---- DATASET RECORDS

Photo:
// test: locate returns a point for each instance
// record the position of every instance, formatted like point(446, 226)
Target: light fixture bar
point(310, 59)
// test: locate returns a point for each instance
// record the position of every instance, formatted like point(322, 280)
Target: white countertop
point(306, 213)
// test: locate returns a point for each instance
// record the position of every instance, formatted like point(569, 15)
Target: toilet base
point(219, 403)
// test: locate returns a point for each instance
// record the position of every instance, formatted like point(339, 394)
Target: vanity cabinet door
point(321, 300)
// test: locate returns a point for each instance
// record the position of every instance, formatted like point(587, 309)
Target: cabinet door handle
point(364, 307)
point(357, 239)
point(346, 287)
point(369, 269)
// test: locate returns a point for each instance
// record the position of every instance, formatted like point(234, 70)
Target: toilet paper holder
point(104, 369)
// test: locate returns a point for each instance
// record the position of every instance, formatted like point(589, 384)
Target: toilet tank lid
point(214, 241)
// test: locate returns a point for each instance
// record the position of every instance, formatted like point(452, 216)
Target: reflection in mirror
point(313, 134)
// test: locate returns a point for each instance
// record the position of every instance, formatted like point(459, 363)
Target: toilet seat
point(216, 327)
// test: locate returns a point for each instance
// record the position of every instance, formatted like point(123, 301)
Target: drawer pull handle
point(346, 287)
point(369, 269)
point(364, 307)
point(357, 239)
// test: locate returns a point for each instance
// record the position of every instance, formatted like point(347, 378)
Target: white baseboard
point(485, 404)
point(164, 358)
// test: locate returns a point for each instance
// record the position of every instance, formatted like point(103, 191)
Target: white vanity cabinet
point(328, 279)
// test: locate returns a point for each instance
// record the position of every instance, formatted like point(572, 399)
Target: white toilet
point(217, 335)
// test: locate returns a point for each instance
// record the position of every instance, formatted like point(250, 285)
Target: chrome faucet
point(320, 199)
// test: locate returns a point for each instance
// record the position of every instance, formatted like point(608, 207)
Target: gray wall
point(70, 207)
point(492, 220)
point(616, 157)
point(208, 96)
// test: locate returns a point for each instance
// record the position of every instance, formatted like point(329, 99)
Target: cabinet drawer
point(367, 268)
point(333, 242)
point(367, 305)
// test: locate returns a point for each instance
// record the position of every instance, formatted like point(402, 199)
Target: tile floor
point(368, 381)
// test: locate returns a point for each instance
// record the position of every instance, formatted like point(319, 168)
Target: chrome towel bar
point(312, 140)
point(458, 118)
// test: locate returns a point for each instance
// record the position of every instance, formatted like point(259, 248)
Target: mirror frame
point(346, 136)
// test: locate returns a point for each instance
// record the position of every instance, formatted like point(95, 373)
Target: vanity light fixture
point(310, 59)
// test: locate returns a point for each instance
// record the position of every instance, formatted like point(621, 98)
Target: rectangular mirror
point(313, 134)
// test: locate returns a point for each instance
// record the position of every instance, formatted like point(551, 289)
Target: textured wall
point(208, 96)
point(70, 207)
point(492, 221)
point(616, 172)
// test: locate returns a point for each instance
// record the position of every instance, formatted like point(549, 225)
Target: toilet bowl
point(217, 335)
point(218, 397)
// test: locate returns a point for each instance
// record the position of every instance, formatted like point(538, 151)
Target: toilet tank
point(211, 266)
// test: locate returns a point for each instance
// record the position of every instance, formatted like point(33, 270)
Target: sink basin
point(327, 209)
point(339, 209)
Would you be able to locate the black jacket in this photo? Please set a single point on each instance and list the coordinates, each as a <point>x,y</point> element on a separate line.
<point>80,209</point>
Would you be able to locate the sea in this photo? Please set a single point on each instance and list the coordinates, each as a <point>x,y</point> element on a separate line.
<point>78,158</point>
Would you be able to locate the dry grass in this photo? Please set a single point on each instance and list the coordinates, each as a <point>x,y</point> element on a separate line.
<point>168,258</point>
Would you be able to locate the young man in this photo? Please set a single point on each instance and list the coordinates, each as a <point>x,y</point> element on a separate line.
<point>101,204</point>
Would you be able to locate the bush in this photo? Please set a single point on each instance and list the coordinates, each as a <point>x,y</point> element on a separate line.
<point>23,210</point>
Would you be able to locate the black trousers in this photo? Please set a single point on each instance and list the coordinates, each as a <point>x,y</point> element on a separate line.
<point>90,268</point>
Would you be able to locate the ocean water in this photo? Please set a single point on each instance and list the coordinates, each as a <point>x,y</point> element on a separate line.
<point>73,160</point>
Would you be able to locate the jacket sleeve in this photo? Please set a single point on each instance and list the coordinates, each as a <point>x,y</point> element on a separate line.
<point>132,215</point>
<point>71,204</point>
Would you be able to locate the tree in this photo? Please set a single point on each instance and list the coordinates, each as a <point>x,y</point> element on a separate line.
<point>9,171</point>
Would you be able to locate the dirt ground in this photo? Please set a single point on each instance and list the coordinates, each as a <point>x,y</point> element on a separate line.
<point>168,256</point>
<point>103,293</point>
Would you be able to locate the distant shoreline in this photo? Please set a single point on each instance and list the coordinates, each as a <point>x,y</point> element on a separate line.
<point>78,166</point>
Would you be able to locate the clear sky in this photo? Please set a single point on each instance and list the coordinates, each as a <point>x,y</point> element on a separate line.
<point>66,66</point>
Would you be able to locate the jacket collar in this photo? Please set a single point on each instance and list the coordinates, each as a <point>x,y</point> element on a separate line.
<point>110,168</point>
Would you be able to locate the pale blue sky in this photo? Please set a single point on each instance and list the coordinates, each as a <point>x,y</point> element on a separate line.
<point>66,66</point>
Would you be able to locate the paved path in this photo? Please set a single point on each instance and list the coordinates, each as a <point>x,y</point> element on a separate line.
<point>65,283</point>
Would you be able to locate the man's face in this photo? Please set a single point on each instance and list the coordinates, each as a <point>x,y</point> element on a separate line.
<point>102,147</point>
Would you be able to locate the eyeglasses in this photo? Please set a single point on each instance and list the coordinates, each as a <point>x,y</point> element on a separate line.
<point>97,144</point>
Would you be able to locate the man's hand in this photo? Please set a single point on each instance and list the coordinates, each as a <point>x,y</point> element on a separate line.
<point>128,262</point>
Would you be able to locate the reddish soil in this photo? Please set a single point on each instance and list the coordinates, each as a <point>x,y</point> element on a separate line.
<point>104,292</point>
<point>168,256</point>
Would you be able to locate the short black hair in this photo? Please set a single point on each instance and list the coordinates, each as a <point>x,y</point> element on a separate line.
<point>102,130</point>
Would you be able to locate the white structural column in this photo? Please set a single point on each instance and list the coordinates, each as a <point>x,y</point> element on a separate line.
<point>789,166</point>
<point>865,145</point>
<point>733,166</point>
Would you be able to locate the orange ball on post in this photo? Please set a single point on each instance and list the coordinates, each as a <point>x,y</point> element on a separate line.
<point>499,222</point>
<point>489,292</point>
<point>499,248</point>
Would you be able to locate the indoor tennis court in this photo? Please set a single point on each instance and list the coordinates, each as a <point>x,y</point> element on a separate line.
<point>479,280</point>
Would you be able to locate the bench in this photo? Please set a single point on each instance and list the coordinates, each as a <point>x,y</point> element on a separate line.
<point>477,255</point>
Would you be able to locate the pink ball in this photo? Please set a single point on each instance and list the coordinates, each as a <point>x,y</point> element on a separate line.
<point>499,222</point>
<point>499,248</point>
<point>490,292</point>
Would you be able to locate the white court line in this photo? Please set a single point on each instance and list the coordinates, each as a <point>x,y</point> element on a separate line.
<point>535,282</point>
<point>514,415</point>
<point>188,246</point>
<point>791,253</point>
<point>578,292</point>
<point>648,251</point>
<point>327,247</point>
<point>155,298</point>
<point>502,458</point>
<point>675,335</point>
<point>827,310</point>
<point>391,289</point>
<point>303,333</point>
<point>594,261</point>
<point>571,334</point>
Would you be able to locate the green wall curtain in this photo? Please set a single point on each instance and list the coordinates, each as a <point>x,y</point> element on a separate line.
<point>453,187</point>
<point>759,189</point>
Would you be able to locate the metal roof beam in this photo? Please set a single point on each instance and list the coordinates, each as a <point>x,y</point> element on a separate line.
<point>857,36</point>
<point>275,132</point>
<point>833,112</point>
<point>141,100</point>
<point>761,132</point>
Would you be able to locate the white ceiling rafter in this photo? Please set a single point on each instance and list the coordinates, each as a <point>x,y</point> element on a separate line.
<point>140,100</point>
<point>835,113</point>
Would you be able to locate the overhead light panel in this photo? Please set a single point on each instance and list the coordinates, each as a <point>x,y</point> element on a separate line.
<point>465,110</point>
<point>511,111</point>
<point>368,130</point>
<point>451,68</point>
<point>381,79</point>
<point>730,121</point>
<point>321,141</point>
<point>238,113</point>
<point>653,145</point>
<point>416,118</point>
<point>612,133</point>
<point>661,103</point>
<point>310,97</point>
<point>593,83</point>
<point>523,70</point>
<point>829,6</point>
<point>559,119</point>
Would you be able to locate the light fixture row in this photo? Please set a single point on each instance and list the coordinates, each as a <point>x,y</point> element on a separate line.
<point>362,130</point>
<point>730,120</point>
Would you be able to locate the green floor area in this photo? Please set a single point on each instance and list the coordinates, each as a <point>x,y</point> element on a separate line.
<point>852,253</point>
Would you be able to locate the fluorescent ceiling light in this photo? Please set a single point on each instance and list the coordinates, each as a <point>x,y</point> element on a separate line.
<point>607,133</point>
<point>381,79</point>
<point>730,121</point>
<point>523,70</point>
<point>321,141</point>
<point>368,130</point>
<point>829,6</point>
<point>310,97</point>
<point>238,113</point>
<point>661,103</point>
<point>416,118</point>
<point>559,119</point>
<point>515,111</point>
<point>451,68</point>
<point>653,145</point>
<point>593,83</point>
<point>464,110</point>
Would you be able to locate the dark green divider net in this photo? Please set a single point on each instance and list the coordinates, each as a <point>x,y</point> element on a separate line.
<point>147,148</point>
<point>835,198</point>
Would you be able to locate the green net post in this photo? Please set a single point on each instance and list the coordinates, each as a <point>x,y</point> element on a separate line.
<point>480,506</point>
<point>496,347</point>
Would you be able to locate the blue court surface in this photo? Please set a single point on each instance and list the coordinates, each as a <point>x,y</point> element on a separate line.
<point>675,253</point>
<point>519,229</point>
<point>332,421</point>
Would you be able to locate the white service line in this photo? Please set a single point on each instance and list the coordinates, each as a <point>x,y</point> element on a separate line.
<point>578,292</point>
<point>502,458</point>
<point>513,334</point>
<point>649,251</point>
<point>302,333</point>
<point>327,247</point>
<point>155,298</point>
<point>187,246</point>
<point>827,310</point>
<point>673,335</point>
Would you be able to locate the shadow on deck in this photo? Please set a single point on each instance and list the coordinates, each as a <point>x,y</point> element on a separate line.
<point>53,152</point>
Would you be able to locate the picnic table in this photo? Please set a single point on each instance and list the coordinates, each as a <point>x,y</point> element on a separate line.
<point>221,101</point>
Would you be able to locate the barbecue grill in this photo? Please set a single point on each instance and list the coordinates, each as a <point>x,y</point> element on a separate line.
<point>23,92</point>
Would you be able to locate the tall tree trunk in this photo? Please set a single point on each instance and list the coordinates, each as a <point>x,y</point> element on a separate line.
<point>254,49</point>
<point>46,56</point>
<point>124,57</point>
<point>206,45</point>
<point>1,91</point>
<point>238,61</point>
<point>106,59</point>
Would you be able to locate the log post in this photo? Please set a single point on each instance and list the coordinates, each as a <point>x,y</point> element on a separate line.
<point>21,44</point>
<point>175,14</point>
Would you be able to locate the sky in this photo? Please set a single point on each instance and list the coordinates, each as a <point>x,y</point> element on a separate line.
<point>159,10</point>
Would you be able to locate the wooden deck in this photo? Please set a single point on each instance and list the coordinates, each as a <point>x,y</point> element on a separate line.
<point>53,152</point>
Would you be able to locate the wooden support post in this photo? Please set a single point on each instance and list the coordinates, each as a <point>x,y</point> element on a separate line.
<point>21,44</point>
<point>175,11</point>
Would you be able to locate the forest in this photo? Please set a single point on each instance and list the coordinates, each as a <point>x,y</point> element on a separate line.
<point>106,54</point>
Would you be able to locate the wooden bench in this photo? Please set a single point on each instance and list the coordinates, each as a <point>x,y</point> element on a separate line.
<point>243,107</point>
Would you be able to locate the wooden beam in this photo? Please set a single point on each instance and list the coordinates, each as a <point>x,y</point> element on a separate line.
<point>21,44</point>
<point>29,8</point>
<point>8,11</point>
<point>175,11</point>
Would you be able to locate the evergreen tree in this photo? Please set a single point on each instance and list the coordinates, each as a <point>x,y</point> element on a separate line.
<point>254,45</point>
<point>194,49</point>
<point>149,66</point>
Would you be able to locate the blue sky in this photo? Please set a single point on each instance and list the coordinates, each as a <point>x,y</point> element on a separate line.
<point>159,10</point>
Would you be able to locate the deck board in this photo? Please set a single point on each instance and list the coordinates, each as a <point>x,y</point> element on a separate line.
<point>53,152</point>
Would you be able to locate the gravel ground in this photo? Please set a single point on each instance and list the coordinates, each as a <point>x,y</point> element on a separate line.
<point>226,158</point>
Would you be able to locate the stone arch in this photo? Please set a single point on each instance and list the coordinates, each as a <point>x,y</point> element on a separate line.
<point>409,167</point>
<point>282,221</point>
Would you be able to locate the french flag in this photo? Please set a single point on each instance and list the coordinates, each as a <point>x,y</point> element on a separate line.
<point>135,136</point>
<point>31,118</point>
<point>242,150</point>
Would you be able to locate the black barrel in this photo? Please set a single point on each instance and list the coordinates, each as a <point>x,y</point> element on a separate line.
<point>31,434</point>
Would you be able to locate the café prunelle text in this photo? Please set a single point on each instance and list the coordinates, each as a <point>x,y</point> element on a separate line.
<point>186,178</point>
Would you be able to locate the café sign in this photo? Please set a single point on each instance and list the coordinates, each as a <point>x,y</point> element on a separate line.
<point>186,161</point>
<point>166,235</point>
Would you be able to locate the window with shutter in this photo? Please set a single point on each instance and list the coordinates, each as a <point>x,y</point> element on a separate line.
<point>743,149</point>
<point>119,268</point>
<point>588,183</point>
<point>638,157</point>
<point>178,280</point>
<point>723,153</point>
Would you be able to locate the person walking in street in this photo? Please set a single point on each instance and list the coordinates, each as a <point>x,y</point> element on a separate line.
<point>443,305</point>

--------

__AIM OF THE EXERCISE__: Copy out the rows above verbatim, starting at the line that contains "Would you be able to locate the man's face" and ending at the line that contains "<point>128,262</point>", with both of those lines included.

__OUTPUT__:
Would you be able to locate the man's face in this photo? Please set a single point on each instance and list the coordinates, each as a <point>x,y</point> element on a separate line.
<point>102,147</point>
Would you be able to locate the eyeglasses in this photo? Please set a single point on each instance and list the coordinates, each as a <point>x,y</point> element on a separate line.
<point>97,144</point>
Would you be able to locate the man's hand in this photo? Please set a single point on each instance and list the coordinates, each as a <point>x,y</point> element on a separate line.
<point>128,262</point>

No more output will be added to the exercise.